• **EXERCISE OBJECTIVE**
In the thread on CPU throttling, how long does the CPU work and sleep at 66% under the current algorithm?

• **SELECTED PASSAGE**
-=-=-=-=-
Yes, and I'm worried that with the 10ms timeslice it is a lot of overhead,
especially if your timer that wakes you have that much higher resolution than
that.

> So I'm inclined _not_ to take your patch.  One possibility could be to
> do the following:
> 
> - for throttling between 0% and 80%, use the current algorithm.  At 66%,
> the CPU will work for 10 ms and sleep for 40 ms.
> 
> - for throttling above 80% adapt your algorithm to have a variable
> timeslice, going from 50 ms at 66% to 100 ms at 100%.  This way, the CPU
> time will shrink below 10 ms and the sleep time will grow.

It seems odd to have a threshold like that on something that's supposedly
a linear scale.

> It looks like this: http://i.imgur.com/lyFie04.png
> 
> So at 99% the timeslice will be 97.5 ms; the CPU will work for 975 us
> and sleep for the rest (10x more than with just your patch).  But I'm
> not sure it's really worth it.
-=-=-=-=-
(Some rows)
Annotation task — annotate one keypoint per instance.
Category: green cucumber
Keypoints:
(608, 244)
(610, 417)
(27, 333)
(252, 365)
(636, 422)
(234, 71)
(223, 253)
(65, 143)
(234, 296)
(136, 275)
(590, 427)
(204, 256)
-=-=-=-=-
• **FULL SOLUTION**
It works for 10 ms and sleeps for 40 ms.